- [What is needed]: Exactly as written, output each of the lines below, with no images.
BEGIN Records shown
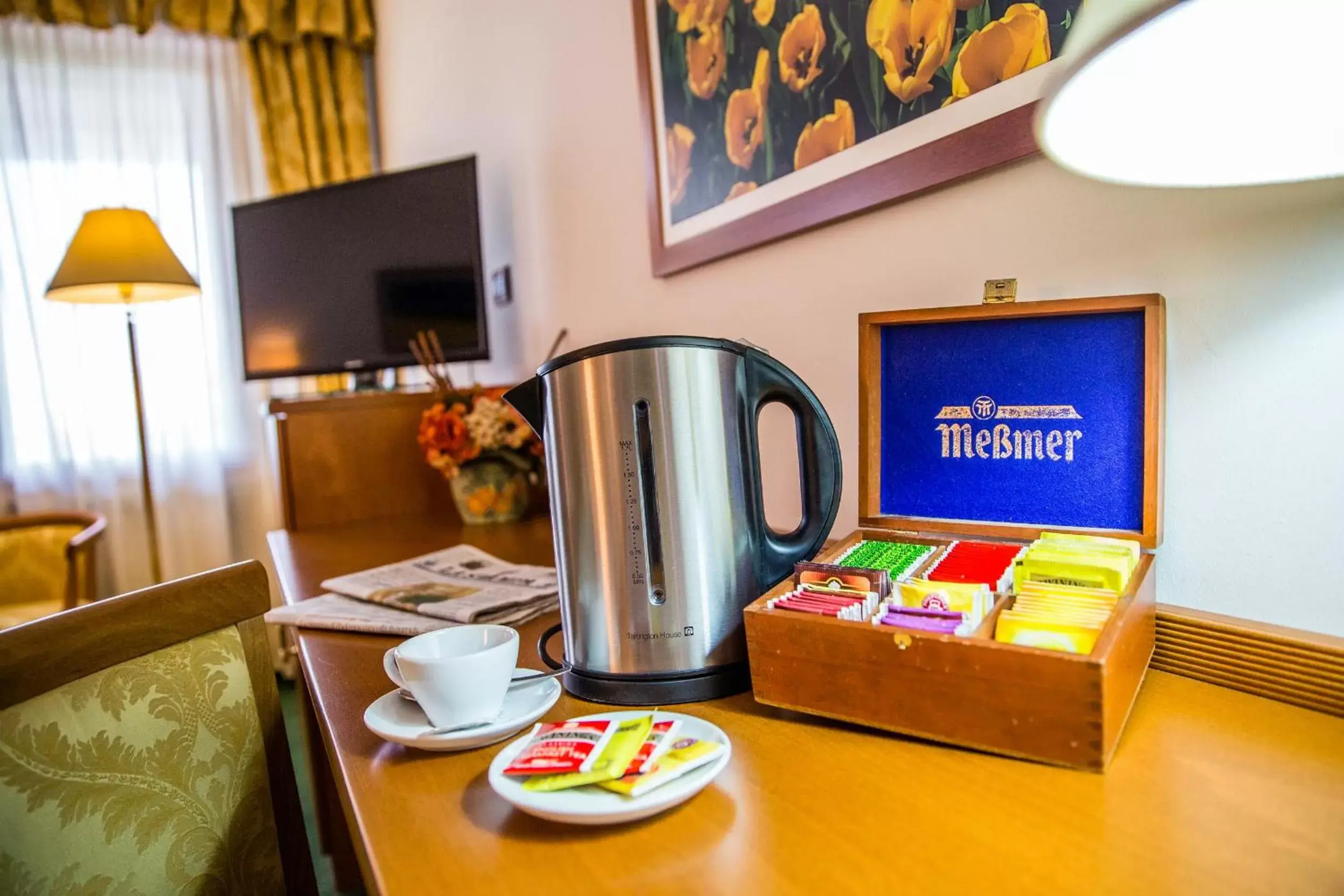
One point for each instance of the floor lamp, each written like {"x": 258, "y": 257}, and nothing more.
{"x": 119, "y": 257}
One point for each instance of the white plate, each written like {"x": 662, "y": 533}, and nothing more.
{"x": 402, "y": 722}
{"x": 596, "y": 806}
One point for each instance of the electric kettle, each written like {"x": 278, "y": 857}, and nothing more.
{"x": 654, "y": 465}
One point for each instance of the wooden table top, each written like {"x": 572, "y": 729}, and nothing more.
{"x": 1210, "y": 792}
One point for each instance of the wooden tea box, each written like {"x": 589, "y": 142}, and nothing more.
{"x": 993, "y": 422}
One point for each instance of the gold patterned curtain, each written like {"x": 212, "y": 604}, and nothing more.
{"x": 305, "y": 58}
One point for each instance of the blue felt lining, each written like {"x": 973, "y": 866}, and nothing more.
{"x": 1027, "y": 366}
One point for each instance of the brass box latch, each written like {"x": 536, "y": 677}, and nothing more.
{"x": 1000, "y": 291}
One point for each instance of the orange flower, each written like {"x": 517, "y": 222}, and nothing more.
{"x": 1002, "y": 50}
{"x": 679, "y": 141}
{"x": 483, "y": 500}
{"x": 800, "y": 49}
{"x": 706, "y": 58}
{"x": 913, "y": 38}
{"x": 744, "y": 120}
{"x": 699, "y": 14}
{"x": 824, "y": 138}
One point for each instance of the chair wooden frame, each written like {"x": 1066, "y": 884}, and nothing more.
{"x": 80, "y": 551}
{"x": 47, "y": 653}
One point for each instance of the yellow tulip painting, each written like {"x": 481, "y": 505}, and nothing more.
{"x": 744, "y": 121}
{"x": 826, "y": 138}
{"x": 1000, "y": 50}
{"x": 800, "y": 49}
{"x": 753, "y": 90}
{"x": 913, "y": 38}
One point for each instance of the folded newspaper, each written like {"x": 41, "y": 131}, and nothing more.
{"x": 459, "y": 585}
{"x": 339, "y": 613}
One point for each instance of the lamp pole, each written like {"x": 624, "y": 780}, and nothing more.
{"x": 147, "y": 492}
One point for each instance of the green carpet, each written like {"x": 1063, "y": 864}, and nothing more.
{"x": 295, "y": 731}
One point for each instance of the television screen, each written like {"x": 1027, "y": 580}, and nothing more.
{"x": 342, "y": 278}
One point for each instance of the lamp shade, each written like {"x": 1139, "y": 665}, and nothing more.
{"x": 1198, "y": 93}
{"x": 119, "y": 256}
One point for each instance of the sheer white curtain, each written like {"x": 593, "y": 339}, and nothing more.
{"x": 162, "y": 123}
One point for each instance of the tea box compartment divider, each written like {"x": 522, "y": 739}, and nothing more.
{"x": 974, "y": 691}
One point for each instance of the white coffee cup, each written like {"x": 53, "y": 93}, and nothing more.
{"x": 457, "y": 676}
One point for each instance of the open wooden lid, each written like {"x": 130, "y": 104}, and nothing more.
{"x": 1006, "y": 421}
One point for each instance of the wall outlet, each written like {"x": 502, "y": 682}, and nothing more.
{"x": 502, "y": 285}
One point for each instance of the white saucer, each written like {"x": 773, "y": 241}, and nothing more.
{"x": 404, "y": 722}
{"x": 596, "y": 806}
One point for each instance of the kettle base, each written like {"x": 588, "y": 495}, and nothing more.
{"x": 630, "y": 691}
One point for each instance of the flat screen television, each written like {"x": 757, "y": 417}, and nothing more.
{"x": 340, "y": 278}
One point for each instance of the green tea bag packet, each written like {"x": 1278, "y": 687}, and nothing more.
{"x": 623, "y": 747}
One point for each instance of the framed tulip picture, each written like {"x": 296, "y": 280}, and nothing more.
{"x": 770, "y": 117}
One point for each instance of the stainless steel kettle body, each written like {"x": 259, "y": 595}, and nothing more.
{"x": 660, "y": 535}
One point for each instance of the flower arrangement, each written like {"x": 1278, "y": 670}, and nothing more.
{"x": 476, "y": 424}
{"x": 484, "y": 448}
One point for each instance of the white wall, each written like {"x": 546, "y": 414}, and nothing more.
{"x": 1254, "y": 278}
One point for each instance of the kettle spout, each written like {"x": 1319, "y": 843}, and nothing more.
{"x": 526, "y": 398}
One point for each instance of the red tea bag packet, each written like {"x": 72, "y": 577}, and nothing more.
{"x": 560, "y": 747}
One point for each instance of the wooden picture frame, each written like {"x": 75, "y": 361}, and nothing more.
{"x": 870, "y": 410}
{"x": 982, "y": 147}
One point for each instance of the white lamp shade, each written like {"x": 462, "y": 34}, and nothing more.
{"x": 119, "y": 256}
{"x": 1199, "y": 93}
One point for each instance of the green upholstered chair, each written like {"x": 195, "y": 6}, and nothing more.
{"x": 143, "y": 749}
{"x": 46, "y": 563}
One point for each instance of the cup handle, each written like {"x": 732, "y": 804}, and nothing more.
{"x": 390, "y": 668}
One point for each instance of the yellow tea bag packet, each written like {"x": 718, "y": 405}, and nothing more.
{"x": 1054, "y": 590}
{"x": 619, "y": 752}
{"x": 1045, "y": 633}
{"x": 686, "y": 755}
{"x": 1070, "y": 567}
{"x": 1060, "y": 607}
{"x": 1100, "y": 543}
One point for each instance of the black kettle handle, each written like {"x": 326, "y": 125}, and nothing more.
{"x": 819, "y": 464}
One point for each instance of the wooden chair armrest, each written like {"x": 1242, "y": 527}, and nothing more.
{"x": 88, "y": 536}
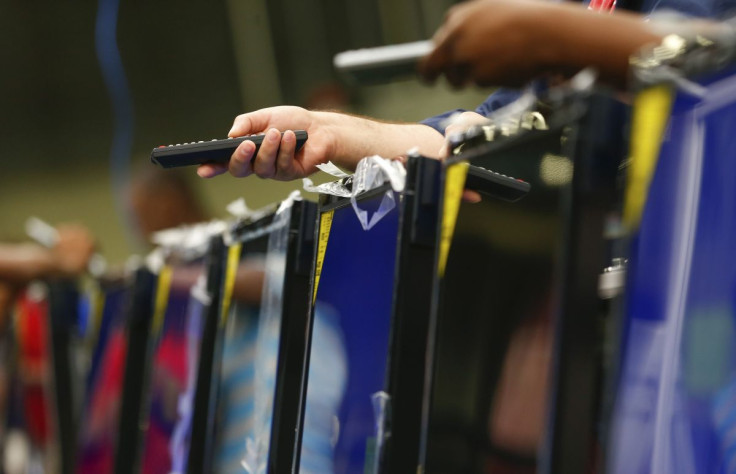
END Records shown
- [Task output]:
One point for each instance of the floor lamp, each written like {"x": 258, "y": 257}, and nothing more.
{"x": 119, "y": 257}
One point for each instance of the white plate, each written like {"x": 662, "y": 533}, and nothing more.
{"x": 402, "y": 722}
{"x": 596, "y": 806}
One point for each instance of the electric kettle, each written like {"x": 278, "y": 857}, and nothing more.
{"x": 654, "y": 465}
One point for each instance of the wooden table top, each written like {"x": 572, "y": 729}, and nothing more.
{"x": 1210, "y": 792}
One point for each instance of the wooden tea box, each written like {"x": 589, "y": 142}, and nothing more.
{"x": 993, "y": 422}
One point for each instance of the gold patterned curtain, each written like {"x": 212, "y": 604}, and nothing more.
{"x": 305, "y": 58}
One point for each instance of the blue felt lining, each written like {"x": 973, "y": 866}, and nothing more.
{"x": 1027, "y": 366}
One point for each instance of the brass box latch, each written like {"x": 536, "y": 677}, and nothing more.
{"x": 1000, "y": 291}
One point for each instance of the orange flower, each written like {"x": 517, "y": 222}, and nothing more.
{"x": 1002, "y": 50}
{"x": 679, "y": 141}
{"x": 483, "y": 500}
{"x": 800, "y": 49}
{"x": 706, "y": 58}
{"x": 913, "y": 38}
{"x": 744, "y": 120}
{"x": 699, "y": 14}
{"x": 824, "y": 138}
One point for each instance of the chair wooden frame, each written like {"x": 1066, "y": 884}, and nothing more.
{"x": 80, "y": 551}
{"x": 47, "y": 653}
One point for each instance of the yellow tulip painting, each written like {"x": 481, "y": 505}, and nothing more.
{"x": 744, "y": 121}
{"x": 826, "y": 138}
{"x": 1000, "y": 50}
{"x": 800, "y": 49}
{"x": 753, "y": 90}
{"x": 913, "y": 38}
One point for each instance of the folded newspaper, each written like {"x": 41, "y": 131}, and nothing more.
{"x": 459, "y": 585}
{"x": 339, "y": 613}
One point for each instance of the lamp pole, each written like {"x": 624, "y": 780}, and nothing more.
{"x": 147, "y": 492}
One point for each instance of the green carpet, each written like {"x": 1063, "y": 864}, and nothing more.
{"x": 295, "y": 731}
One point for each instance of the television screen, each written like {"x": 1027, "y": 580}, and nothing more.
{"x": 342, "y": 278}
One point for each instance of the lamp shade, each written like {"x": 1139, "y": 665}, and nothing more.
{"x": 1198, "y": 93}
{"x": 119, "y": 256}
One point for each instance of the sheer white curtain, each written like {"x": 593, "y": 339}, and nothing more.
{"x": 162, "y": 123}
One point for each instance of the tea box compartment divider, each written like {"x": 522, "y": 739}, and nothing more.
{"x": 974, "y": 691}
One point for each instance of the white coffee cup, each written like {"x": 53, "y": 93}, and nothing more.
{"x": 457, "y": 676}
One point for each instance of the open wooden lid, each written like {"x": 130, "y": 104}, and nothing more.
{"x": 1006, "y": 421}
One point for each instance of the wall outlet, each written like {"x": 502, "y": 682}, and nothing more.
{"x": 502, "y": 285}
One point for each instance of the white saucer, each written like {"x": 773, "y": 241}, and nothing more.
{"x": 404, "y": 722}
{"x": 596, "y": 806}
One point for each instance of the kettle base, each written like {"x": 588, "y": 495}, and nothing more.
{"x": 630, "y": 691}
One point for each instance of the flat screen television, each written like {"x": 757, "y": 417}, and nothing more.
{"x": 340, "y": 278}
One point for each instance of the green tea bag packet, each written like {"x": 1278, "y": 687}, and nothing more.
{"x": 623, "y": 747}
One point for each instance of the framed tulip picture, each written like {"x": 296, "y": 280}, and nothing more.
{"x": 770, "y": 117}
One point for each instance of the stainless steel kettle body, each written like {"x": 259, "y": 595}, and nothing more.
{"x": 660, "y": 535}
One point for each instance of the flower arrangement, each written like {"x": 1278, "y": 670}, and nothing more.
{"x": 476, "y": 424}
{"x": 484, "y": 448}
One point for each instance of the white wall, each written like {"x": 546, "y": 414}, and nothing more.
{"x": 1254, "y": 278}
One point for each instance of the kettle spout, each written like {"x": 1319, "y": 843}, and nothing more.
{"x": 526, "y": 398}
One point for each instance of the red tea bag packet, each written like {"x": 72, "y": 577}, and nothing more.
{"x": 560, "y": 747}
One point for each instance of the wooden picture frame, each written like {"x": 75, "y": 361}, and nothing more.
{"x": 870, "y": 410}
{"x": 982, "y": 147}
One point for each instance of the white lamp shade, each written like {"x": 462, "y": 34}, and nothing more.
{"x": 119, "y": 256}
{"x": 1199, "y": 93}
One point for each instance of the green upholstered chair, each written like {"x": 195, "y": 6}, and nothing more.
{"x": 143, "y": 749}
{"x": 46, "y": 563}
One point for each instance of the cup handle, each written like {"x": 732, "y": 804}, and nothing more.
{"x": 390, "y": 668}
One point for each instance of the yellow tea bag packet, each written like {"x": 718, "y": 405}, and nothing more.
{"x": 1054, "y": 590}
{"x": 619, "y": 752}
{"x": 1045, "y": 633}
{"x": 686, "y": 755}
{"x": 1070, "y": 567}
{"x": 1060, "y": 607}
{"x": 1100, "y": 543}
One point for each instance of the black kettle handle, each written like {"x": 326, "y": 125}, and nothing more.
{"x": 819, "y": 464}
One point for each instance of the wooden chair armrest, each written like {"x": 1242, "y": 527}, and nothing more.
{"x": 88, "y": 536}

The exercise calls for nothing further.